Report only the number of lines in the data that contain the string "glass", matching case exactly.

[BEGIN Data for the task]

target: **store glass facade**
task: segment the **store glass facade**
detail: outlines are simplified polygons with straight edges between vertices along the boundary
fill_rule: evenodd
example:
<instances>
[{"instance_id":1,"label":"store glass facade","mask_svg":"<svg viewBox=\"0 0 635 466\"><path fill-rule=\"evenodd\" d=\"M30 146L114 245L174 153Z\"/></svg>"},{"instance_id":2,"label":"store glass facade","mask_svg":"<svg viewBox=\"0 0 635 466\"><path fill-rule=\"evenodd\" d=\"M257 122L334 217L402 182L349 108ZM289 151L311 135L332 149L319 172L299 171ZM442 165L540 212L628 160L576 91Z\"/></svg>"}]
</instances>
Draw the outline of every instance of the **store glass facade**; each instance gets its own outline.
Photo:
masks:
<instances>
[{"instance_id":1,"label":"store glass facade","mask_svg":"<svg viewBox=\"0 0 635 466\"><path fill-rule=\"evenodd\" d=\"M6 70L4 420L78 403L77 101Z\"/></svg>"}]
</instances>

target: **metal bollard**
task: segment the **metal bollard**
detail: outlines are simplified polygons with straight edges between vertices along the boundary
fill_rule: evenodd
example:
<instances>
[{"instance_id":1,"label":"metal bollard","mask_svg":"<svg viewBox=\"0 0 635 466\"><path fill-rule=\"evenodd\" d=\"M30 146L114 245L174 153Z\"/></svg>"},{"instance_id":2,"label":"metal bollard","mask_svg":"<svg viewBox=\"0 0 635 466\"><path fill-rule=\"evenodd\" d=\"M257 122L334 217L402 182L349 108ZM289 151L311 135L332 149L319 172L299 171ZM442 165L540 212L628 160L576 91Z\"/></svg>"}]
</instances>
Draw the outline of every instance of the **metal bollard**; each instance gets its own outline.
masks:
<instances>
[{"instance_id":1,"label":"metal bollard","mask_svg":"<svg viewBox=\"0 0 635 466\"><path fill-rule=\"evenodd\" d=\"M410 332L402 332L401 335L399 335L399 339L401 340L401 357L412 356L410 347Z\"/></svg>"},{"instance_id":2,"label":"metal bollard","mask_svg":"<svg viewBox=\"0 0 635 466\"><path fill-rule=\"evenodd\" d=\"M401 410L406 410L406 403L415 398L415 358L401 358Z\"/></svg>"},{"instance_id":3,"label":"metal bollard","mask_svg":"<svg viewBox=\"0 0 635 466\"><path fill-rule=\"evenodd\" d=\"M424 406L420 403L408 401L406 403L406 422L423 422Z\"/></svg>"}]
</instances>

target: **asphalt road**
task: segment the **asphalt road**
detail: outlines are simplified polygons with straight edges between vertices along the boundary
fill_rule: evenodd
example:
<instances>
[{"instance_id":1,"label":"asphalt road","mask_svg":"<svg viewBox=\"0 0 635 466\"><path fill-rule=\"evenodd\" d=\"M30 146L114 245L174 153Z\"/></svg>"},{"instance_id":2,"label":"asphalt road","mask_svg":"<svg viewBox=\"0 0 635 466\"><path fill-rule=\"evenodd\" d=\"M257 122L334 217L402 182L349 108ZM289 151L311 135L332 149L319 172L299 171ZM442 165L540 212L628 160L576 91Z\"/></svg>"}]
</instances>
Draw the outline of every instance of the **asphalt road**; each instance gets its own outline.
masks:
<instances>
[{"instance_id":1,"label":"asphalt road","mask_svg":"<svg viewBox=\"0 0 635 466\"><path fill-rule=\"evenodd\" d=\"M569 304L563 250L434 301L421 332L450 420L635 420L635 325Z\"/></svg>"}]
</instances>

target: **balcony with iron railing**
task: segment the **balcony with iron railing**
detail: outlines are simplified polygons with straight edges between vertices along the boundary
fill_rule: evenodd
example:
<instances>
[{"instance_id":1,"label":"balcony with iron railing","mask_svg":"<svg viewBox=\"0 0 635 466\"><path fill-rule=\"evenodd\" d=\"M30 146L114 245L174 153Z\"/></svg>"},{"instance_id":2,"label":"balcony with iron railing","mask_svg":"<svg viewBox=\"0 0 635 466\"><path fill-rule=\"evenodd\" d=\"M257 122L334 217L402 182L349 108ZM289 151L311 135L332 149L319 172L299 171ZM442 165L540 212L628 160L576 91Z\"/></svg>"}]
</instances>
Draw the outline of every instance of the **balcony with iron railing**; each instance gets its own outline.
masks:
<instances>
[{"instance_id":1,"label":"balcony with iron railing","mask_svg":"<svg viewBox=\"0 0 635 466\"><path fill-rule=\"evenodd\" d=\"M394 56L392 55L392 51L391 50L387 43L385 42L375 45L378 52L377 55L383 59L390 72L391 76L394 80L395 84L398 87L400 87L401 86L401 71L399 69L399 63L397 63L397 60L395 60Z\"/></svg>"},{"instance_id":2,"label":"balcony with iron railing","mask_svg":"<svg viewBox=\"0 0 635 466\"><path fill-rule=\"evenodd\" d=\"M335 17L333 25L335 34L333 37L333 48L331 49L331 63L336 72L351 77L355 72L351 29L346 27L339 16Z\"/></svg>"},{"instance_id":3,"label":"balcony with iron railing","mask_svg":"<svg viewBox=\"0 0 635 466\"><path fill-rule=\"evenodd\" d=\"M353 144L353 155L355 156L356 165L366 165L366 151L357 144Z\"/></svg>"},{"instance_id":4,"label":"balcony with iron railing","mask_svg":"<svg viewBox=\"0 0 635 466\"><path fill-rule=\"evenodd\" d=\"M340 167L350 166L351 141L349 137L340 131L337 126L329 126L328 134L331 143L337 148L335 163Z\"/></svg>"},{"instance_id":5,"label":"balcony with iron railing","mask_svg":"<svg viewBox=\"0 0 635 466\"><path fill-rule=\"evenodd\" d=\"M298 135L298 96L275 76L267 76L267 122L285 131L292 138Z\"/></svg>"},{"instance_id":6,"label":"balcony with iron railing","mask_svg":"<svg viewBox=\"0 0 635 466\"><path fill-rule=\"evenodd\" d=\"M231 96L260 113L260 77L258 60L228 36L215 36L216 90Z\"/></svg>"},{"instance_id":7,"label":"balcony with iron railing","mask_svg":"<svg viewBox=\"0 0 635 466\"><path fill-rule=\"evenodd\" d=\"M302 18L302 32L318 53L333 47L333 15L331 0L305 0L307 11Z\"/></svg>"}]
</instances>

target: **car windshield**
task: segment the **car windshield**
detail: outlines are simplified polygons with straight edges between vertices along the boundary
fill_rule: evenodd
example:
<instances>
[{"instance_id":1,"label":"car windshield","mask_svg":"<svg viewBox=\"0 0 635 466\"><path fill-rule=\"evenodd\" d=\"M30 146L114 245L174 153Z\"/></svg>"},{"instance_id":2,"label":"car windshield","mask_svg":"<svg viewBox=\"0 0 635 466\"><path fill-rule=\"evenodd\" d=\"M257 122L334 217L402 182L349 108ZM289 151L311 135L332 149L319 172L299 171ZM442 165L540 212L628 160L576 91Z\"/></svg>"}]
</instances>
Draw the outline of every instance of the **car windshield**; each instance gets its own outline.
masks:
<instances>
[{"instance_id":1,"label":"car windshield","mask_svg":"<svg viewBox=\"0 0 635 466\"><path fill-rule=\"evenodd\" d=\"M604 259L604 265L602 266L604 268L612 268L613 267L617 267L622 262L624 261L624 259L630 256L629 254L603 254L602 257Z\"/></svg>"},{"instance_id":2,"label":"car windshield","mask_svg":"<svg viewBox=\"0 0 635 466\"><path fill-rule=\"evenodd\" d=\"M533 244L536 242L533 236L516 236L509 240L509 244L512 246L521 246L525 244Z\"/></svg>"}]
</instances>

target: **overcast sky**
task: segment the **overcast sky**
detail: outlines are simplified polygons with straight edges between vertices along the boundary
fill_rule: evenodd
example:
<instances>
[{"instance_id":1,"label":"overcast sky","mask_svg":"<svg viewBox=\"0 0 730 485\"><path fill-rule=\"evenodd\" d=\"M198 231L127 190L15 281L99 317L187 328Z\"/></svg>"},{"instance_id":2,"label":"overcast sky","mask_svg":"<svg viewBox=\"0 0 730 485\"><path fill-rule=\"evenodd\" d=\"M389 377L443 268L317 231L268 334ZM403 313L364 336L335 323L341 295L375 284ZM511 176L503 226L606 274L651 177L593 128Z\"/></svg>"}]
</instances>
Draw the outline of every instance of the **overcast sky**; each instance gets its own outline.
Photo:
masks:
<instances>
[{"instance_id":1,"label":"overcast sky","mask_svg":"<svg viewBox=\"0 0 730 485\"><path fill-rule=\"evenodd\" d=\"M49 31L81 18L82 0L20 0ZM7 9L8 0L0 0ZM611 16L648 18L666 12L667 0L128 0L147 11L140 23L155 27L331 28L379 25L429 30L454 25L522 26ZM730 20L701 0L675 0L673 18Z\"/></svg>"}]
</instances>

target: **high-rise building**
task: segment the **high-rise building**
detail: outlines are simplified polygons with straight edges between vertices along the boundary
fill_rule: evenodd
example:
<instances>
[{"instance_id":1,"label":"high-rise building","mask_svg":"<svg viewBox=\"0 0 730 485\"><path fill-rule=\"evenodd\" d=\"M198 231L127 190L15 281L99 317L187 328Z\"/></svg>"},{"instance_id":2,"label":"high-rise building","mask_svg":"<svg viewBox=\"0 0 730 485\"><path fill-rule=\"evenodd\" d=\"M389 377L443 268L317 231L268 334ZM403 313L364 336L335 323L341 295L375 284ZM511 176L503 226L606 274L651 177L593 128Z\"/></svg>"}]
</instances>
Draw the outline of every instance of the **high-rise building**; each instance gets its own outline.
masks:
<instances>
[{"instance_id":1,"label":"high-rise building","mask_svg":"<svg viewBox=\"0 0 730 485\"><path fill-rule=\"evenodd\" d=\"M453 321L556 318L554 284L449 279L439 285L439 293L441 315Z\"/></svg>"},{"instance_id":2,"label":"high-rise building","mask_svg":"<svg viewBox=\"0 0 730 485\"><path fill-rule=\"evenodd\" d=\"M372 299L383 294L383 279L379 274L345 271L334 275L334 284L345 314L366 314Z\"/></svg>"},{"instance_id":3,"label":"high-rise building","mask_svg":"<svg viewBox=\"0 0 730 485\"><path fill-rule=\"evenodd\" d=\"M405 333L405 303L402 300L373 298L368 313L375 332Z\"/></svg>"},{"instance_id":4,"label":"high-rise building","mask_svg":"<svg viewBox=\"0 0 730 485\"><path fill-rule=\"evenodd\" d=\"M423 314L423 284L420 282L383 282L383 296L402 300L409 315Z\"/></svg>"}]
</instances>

[END Data for the task]

▶ Output of the exercise: 5